=== WORK ITEM ===
Set down the records that follow in full and without changes.

=== GIVEN ENTRIES ===
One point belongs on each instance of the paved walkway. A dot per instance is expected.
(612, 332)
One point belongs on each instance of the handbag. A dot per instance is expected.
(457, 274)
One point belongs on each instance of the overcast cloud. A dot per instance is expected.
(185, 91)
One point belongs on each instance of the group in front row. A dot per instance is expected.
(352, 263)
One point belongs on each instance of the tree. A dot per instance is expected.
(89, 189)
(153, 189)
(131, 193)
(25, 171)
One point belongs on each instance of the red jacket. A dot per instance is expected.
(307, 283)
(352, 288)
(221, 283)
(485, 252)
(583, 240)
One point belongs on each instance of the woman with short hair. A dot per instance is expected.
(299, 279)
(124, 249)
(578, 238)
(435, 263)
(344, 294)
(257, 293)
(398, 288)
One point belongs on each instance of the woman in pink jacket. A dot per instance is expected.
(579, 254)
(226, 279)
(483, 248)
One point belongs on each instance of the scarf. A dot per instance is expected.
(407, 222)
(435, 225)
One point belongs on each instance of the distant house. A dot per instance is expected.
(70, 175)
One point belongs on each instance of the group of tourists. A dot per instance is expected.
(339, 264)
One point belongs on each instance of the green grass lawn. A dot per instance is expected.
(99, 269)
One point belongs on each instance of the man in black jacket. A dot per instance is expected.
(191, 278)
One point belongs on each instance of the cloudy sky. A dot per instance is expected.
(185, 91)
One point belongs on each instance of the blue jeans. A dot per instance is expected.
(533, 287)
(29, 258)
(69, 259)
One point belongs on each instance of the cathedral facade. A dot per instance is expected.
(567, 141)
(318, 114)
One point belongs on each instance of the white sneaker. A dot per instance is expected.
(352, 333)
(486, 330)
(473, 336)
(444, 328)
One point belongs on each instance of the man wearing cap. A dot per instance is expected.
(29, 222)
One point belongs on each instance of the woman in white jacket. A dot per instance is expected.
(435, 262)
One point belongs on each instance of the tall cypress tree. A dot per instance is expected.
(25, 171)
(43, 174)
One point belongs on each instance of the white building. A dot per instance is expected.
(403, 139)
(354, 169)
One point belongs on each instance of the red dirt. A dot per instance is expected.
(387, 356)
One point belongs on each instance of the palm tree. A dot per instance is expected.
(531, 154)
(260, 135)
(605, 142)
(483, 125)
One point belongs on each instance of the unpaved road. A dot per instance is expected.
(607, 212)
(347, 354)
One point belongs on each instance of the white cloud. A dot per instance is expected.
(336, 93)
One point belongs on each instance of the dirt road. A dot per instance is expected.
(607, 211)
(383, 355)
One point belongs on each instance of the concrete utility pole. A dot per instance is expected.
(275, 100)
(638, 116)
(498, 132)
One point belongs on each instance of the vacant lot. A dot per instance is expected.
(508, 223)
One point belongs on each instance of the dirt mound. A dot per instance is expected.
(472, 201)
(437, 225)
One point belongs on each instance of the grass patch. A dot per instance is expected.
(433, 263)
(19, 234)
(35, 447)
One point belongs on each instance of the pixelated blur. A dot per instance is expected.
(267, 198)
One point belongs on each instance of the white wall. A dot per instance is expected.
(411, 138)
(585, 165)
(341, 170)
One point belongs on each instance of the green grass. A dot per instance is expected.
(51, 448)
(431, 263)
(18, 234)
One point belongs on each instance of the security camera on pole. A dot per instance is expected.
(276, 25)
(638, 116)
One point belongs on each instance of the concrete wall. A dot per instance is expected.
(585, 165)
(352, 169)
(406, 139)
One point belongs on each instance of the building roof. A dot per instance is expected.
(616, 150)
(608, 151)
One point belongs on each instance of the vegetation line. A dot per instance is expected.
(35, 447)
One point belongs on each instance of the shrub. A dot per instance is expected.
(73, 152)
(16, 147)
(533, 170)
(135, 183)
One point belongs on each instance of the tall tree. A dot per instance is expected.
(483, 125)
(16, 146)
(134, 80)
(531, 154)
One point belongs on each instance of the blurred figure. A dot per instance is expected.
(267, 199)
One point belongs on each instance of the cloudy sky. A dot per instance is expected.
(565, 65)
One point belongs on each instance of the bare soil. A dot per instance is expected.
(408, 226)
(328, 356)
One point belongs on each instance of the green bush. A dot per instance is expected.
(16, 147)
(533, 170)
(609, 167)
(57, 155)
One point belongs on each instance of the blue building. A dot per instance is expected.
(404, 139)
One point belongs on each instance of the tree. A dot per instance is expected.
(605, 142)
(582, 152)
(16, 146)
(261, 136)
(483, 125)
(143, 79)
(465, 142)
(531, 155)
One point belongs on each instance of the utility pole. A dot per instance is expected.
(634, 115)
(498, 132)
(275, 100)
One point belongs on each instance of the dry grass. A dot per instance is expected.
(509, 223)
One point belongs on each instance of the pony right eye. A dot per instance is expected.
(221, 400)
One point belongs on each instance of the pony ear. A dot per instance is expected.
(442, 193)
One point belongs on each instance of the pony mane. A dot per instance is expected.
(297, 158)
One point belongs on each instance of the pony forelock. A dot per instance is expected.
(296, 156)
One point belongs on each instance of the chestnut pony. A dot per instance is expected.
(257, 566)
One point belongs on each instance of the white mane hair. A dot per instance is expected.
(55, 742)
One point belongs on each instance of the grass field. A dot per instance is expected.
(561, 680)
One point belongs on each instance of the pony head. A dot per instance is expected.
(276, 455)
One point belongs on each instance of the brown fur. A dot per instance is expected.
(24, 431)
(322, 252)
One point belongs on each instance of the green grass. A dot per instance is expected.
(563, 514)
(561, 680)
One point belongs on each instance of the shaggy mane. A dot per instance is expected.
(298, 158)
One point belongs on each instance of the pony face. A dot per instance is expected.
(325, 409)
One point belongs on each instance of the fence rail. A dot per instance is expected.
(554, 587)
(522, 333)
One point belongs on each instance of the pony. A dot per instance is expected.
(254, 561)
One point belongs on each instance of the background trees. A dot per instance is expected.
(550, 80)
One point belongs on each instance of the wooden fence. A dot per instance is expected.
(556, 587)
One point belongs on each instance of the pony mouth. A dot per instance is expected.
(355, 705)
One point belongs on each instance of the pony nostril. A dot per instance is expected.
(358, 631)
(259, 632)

=== WRITTEN RESPONSE ===
One point belongs on each instance of the paved walkway. A dot per instance is expected.
(612, 332)
One point belongs on each instance of the handbag. A dot per instance is expected.
(457, 274)
One point belongs on each instance of the overcast cloud. A dot per instance is expected.
(185, 91)
One point belongs on each instance of the group in front row. A dot per instance is expected.
(352, 263)
One point belongs on each instance of the tree. A dot per instance is expected.
(89, 189)
(153, 189)
(131, 193)
(25, 171)
One point belongs on each instance of the red jacket. A dot per instance is expected.
(307, 283)
(352, 288)
(221, 283)
(485, 252)
(583, 240)
One point belongs on each instance of the woman with short hair. A dot per instance is expected.
(299, 279)
(124, 249)
(578, 238)
(435, 263)
(344, 294)
(257, 293)
(398, 288)
One point belongs on each instance of the woman in pink jacket. A dot per instance is expected.
(579, 254)
(226, 279)
(483, 248)
One point belongs on each instance of the scarf. A dot per instance is expected.
(407, 222)
(435, 225)
One point belongs on each instance of the distant house. A dot per instance is expected.
(70, 175)
One point belongs on each instance of the group of tourists. A dot per instance is expected.
(339, 264)
One point belongs on each instance of the green grass lawn. A dot per instance is expected.
(99, 269)
One point belongs on each instance of the man in black jacket. A dot per instance is expected.
(191, 278)
One point belongs on each instance of the cloudy sky. A dot per instance is expected.
(185, 91)
One point belongs on each instance of the blue jeans. A dot per instance is expected.
(533, 287)
(29, 258)
(69, 259)
One point belongs on each instance of the cathedral facade. A dot per instance is expected.
(567, 141)
(318, 114)
One point belongs on each instance of the white sneaker. A dot per instance is expected.
(352, 333)
(486, 330)
(473, 336)
(444, 328)
One point belongs on each instance of the man wearing cap. A dot per instance is expected.
(29, 222)
One point belongs on each instance of the woman in white jacket. A dot per instance is expected.
(435, 262)
One point belongs on each instance of the tall cypress tree. A dot per instance is expected.
(25, 171)
(43, 174)
One point belongs on each instance of the white building. A dot per instance is expected.
(403, 139)
(354, 169)
One point belongs on each instance of the red dirt. A dot per instance is expected.
(387, 356)
One point belongs on each instance of the palm tree. A dot per instance is expected.
(531, 154)
(260, 135)
(605, 142)
(483, 125)
One point belongs on each instance of the unpaved road. A dot per instance is expected.
(607, 212)
(347, 354)
One point belongs on each instance of the white cloud. A dot per instance is expected.
(336, 93)
One point belongs on each instance of the dirt road. A dot per instance is expected.
(607, 211)
(383, 355)
One point belongs on each instance of the concrete utility pole. A dot per instance is expected.
(275, 100)
(638, 116)
(498, 132)
One point belongs on each instance of the vacant lot. A dot per instance is expected.
(508, 223)
One point belongs on each instance of the dirt mound. A dot per instance is expected.
(472, 201)
(437, 225)
One point belongs on each instance of the grass patch. A dot per instance is expected.
(433, 263)
(19, 234)
(35, 447)
One point belongs on each instance of the pixelated blur. A dot per instance is expected.
(267, 198)
One point belongs on each instance of the white wall. A dot per instance is expected.
(411, 138)
(585, 165)
(341, 170)
One point belongs on each instance of the green grass. A dot per instance is expected.
(51, 448)
(431, 263)
(18, 234)
One point belongs on each instance of the security camera on pole. A dot per instance is expected.
(276, 25)
(638, 116)
One point belongs on each instance of the concrete wall. A dot per instance is expected.
(585, 165)
(352, 169)
(406, 139)
One point belongs on each instance of the building roof. A dot per instance is expected.
(616, 150)
(608, 151)
One point belongs on each instance of the vegetation line. A dot per instance is expected.
(35, 447)
One point belongs on each instance of the shrub. A dot per instance is expected.
(73, 152)
(16, 147)
(533, 170)
(135, 183)
One point belongs on each instance of the tall tree. A dot per instance is expected.
(483, 125)
(16, 146)
(134, 80)
(531, 154)
One point belongs on each instance of the blurred figure. A dot per instance is expected.
(267, 199)
One point belongs on each instance of the cloudy sky. A dot per instance is expected.
(565, 65)
One point belongs on each instance of the bare soil. A dot per instance is expected.
(408, 226)
(328, 356)
One point belongs on each instance of the green bush. A dot per instance is expected.
(16, 147)
(533, 170)
(609, 167)
(57, 155)
One point belongs on each instance of the blue building. A dot per instance is expected.
(404, 139)
One point belongs on each instance of the tree. A dot per instance is expected.
(605, 142)
(582, 152)
(16, 146)
(261, 136)
(483, 125)
(143, 79)
(465, 142)
(531, 155)
One point belongs on each instance of the utility pole. A dot per instance is expected.
(634, 115)
(498, 132)
(275, 100)
One point belongs on each instance of the dry grass. A dot per instance is expected.
(509, 223)
One point belongs on each instance of the pony right eye. A dot per instance is expected.
(221, 400)
One point belongs on each instance of the pony ear. A dot per instance is expected.
(442, 193)
One point belongs on each instance of the pony mane. A dot per instance is expected.
(297, 158)
One point belongs on each instance of the pony forelock. A dot per instance is expected.
(296, 156)
One point belongs on each instance of the chestnut pony. A dot per instance is expected.
(257, 566)
One point belongs on each instance of the white mane hair. A dot per instance is expected.
(55, 742)
One point belongs on each instance of the grass field. A dot per instance is expected.
(561, 680)
One point belongs on each instance of the pony head. A dot per instance is expected.
(276, 455)
One point belongs on each instance of the brown fur. A dot per instance is expected.
(24, 431)
(322, 252)
One point belongs on each instance of the green grass. A dot per instance is expected.
(563, 514)
(561, 680)
One point belongs on each instance of the shaggy mane. A dot per instance is expected.
(298, 158)
One point belongs on each instance of the pony face. A dot per instance is expected.
(325, 409)
One point belongs on each instance of the fence rail. A dot per instance is expected.
(554, 587)
(522, 333)
One point belongs on each instance of the pony. A dot per instance is expected.
(254, 561)
One point belongs on each instance of the background trees. A dot per instance is expected.
(550, 80)
One point belongs on each instance of the wooden fence. A dot per instance is expected.
(556, 587)
One point belongs on each instance of the pony mouth. A dot per instance is expected.
(355, 705)
One point belongs on each instance of the pony nostril. A dot per instance is expected.
(358, 631)
(259, 632)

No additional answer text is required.